- What you will do
Copy each line of the records that includes "wheel".

(Beginning of Material provided)

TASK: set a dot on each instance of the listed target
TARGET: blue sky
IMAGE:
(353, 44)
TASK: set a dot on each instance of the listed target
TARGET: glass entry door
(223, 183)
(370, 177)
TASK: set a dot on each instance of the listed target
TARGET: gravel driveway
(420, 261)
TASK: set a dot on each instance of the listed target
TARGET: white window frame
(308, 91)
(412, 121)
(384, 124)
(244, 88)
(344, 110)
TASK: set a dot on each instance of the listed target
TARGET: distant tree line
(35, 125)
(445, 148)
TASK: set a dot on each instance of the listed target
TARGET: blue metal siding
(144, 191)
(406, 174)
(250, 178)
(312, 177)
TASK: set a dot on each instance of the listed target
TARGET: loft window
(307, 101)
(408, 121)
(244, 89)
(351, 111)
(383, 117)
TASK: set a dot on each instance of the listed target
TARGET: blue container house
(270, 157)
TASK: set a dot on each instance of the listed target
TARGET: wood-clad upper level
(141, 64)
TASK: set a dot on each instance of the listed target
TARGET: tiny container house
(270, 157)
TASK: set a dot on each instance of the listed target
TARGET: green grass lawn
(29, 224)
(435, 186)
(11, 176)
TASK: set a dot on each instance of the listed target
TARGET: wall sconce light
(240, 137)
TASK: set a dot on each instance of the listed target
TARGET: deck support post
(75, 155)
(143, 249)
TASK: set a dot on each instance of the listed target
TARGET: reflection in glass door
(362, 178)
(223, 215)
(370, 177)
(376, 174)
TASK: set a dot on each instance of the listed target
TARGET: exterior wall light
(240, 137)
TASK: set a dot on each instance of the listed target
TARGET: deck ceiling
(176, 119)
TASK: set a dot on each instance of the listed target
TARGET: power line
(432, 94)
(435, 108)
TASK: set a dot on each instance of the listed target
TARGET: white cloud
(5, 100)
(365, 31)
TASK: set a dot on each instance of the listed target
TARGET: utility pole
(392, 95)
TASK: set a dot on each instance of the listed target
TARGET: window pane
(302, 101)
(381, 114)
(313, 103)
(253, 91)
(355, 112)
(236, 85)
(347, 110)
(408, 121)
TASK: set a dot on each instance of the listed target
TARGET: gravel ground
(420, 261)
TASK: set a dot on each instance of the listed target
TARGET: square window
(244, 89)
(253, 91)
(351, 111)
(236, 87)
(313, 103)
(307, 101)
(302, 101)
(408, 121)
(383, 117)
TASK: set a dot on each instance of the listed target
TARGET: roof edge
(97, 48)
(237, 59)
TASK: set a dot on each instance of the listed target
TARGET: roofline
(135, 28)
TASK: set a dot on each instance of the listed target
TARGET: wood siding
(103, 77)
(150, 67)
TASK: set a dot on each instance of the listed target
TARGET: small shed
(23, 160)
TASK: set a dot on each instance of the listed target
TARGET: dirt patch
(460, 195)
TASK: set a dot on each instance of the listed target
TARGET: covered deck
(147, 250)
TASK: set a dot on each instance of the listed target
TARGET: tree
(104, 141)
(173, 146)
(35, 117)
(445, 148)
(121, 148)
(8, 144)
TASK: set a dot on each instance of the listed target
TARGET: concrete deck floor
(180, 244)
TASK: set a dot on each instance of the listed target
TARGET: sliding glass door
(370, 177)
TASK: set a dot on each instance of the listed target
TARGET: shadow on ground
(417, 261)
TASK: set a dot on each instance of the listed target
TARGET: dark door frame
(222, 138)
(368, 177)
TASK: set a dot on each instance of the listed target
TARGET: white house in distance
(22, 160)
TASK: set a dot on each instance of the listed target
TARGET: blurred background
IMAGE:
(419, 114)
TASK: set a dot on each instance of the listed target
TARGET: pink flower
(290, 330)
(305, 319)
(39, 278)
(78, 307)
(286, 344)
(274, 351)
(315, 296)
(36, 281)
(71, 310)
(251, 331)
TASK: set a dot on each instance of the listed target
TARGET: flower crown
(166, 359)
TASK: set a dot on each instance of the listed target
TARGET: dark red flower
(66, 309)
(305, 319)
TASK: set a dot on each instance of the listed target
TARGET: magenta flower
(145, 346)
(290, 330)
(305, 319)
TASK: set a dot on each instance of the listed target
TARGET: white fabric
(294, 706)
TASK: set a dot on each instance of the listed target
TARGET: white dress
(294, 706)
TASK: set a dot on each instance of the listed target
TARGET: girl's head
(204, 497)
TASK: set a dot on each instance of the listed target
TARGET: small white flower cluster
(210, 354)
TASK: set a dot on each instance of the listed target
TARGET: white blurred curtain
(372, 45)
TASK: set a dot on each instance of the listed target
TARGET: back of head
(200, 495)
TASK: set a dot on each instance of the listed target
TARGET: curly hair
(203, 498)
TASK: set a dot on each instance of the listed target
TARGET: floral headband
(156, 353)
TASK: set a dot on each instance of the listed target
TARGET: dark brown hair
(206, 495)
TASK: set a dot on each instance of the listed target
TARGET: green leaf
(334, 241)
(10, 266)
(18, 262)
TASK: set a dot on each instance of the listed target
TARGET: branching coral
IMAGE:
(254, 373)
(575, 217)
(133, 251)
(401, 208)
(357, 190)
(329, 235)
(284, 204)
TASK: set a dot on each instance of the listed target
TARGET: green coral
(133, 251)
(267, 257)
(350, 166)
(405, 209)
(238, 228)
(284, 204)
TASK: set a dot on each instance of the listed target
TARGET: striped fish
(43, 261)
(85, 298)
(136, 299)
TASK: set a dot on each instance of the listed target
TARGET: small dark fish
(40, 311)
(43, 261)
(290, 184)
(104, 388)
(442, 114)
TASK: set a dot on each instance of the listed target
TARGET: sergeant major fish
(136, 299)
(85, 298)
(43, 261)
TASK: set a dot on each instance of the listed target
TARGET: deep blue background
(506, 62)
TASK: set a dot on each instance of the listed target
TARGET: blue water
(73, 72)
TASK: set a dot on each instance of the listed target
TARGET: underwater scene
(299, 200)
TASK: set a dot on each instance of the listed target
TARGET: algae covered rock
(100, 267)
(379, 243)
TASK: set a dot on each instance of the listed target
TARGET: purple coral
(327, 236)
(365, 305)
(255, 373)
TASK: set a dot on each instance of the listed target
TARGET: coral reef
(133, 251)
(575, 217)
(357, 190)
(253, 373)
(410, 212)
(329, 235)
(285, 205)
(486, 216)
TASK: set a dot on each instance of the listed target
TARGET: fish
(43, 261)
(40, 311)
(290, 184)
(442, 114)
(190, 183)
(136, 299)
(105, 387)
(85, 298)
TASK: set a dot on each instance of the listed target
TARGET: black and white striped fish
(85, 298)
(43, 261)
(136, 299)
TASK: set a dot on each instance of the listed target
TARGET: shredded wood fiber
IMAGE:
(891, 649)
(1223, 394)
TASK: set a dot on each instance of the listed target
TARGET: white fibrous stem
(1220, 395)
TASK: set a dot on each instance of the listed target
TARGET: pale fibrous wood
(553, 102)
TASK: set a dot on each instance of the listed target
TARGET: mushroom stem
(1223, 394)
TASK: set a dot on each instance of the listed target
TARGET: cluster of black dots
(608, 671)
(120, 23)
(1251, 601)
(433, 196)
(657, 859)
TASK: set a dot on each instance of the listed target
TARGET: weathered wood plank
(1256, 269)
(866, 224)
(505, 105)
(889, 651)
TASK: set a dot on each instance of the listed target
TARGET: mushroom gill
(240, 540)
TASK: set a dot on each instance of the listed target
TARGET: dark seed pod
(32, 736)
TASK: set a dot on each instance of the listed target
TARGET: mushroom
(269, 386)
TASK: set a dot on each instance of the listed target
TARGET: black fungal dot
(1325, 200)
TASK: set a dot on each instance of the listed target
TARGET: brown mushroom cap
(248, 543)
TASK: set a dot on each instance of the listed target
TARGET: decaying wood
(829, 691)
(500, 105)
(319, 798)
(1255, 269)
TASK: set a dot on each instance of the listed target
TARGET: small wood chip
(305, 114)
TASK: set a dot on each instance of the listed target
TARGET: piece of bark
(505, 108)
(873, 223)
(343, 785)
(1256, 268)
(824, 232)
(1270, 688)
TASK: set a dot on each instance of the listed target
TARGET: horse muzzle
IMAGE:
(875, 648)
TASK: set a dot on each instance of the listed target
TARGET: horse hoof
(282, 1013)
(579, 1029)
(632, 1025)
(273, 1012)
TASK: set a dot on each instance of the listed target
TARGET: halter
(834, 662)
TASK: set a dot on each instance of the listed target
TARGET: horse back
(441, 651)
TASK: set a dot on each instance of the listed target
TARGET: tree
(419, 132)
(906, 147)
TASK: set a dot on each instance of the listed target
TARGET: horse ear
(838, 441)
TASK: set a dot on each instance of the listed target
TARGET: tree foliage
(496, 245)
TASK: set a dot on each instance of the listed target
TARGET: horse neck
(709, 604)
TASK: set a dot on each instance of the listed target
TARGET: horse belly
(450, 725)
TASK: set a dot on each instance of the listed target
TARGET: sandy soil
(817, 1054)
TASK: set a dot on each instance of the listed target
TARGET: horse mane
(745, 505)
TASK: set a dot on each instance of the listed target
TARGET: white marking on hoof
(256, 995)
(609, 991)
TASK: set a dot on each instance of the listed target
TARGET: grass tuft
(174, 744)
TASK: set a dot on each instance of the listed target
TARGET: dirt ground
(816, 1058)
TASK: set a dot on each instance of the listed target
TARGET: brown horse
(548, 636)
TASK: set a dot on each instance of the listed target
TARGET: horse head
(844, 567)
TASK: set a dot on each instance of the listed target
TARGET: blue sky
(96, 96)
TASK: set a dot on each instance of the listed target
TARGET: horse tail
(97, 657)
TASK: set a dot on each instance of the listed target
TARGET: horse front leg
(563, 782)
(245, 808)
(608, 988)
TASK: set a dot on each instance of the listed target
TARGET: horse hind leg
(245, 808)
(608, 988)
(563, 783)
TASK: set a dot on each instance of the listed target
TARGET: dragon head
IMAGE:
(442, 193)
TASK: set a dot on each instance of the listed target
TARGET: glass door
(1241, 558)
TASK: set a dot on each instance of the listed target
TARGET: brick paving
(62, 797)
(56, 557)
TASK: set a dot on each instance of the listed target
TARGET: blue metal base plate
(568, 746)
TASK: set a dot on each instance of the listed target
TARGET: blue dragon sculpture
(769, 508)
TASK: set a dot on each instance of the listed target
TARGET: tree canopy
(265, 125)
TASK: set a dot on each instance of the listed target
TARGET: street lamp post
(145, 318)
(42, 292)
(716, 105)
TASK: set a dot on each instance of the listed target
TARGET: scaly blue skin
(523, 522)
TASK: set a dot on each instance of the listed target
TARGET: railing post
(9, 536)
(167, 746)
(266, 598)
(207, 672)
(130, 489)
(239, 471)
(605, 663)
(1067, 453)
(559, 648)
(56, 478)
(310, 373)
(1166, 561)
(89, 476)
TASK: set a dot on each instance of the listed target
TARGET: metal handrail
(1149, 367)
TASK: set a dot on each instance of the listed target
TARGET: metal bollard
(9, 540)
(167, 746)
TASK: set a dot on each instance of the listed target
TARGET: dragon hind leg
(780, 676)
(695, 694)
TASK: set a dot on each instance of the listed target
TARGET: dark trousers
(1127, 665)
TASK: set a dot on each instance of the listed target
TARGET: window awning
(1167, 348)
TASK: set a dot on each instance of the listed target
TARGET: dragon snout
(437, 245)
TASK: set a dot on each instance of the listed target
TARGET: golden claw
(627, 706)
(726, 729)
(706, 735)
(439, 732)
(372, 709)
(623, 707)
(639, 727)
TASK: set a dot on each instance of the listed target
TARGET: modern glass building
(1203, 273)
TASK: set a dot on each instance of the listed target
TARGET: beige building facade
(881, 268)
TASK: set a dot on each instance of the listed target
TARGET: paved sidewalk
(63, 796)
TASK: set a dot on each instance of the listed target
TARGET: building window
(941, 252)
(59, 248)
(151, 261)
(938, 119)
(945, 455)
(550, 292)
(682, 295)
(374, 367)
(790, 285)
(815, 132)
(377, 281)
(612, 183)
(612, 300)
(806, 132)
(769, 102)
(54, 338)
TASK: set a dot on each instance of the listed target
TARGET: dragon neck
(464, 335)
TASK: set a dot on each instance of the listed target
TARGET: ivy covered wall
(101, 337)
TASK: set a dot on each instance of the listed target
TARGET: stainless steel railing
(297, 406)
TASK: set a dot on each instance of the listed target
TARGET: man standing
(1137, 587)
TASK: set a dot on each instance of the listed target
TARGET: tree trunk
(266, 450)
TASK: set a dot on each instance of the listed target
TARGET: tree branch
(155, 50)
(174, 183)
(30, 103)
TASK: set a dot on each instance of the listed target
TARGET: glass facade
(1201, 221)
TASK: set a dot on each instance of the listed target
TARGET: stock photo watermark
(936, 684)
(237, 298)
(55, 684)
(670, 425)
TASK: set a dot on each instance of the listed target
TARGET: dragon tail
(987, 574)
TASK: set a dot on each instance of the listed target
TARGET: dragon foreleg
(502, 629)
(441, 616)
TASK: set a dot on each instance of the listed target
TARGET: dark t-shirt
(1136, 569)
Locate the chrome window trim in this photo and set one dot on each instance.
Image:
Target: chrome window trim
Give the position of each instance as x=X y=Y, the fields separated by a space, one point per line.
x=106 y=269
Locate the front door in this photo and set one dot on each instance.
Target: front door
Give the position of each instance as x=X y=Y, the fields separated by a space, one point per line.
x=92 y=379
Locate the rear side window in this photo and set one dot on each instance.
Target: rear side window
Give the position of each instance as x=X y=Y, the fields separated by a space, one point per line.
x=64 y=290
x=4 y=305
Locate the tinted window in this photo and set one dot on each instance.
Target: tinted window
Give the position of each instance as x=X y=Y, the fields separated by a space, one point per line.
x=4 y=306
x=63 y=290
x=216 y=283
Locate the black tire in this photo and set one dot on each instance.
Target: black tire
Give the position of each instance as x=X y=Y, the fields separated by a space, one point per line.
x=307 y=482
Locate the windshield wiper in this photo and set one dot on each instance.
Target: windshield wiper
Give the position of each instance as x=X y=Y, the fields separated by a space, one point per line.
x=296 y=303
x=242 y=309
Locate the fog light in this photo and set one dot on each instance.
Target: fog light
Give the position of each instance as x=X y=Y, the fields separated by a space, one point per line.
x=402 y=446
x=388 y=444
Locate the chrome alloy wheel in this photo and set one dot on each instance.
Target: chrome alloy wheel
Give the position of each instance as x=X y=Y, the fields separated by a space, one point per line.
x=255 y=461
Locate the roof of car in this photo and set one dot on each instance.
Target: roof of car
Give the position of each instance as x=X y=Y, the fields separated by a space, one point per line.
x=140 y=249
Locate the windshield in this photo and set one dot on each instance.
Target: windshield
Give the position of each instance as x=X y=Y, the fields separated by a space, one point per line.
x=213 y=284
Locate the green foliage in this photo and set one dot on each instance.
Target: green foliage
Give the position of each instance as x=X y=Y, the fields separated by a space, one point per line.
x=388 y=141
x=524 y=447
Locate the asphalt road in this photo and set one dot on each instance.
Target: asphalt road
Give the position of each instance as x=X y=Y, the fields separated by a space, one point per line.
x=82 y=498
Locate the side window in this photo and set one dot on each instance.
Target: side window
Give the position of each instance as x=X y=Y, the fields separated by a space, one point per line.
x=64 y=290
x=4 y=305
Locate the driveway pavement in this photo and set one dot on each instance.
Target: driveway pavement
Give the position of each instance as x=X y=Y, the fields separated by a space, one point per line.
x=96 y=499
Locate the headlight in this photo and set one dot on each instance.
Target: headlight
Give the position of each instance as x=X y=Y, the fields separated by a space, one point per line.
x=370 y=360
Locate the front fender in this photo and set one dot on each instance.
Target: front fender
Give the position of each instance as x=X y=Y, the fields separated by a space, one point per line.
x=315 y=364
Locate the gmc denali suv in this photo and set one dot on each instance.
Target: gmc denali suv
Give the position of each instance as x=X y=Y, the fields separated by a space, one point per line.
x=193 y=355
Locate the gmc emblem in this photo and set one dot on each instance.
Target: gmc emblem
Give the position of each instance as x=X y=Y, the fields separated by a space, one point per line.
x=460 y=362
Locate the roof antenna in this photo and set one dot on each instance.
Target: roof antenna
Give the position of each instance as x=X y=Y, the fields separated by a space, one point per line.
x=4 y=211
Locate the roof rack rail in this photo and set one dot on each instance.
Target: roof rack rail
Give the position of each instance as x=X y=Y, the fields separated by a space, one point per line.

(End of Material provided)

- Task answer
Locate the chrome alloy wheel in this photo and set one dot on each instance.
Target: chrome alloy wheel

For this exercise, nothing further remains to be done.